(begin)

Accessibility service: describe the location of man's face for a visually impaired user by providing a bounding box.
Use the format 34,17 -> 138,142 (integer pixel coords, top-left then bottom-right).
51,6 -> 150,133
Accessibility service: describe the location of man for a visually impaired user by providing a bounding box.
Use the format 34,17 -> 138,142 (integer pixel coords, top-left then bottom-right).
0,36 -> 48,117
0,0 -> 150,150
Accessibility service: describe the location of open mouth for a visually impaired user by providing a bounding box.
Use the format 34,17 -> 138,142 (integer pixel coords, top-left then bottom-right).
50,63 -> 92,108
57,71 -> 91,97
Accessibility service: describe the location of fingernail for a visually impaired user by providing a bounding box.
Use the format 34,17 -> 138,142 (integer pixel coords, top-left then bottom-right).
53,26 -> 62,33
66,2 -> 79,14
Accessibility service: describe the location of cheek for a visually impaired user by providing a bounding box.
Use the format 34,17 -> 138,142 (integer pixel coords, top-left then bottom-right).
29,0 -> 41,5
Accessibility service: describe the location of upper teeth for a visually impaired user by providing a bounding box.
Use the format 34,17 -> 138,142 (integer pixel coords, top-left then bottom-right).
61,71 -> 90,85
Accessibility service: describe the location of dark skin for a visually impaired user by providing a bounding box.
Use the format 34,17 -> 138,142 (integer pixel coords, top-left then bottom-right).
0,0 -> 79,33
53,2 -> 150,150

(end)

[Given request]
Please copy out again, unchanged, the lines above from the one holding "Accessibility service: describe the location of upper" through the one holding "61,71 -> 90,85", both included.

[Solution to the exercise]
Accessibility service: describe the location of upper teeth for a visually impaired user by providing a bounding box.
Use the format 34,17 -> 138,142 (integer pixel coords, top-left then bottom-right).
61,71 -> 90,85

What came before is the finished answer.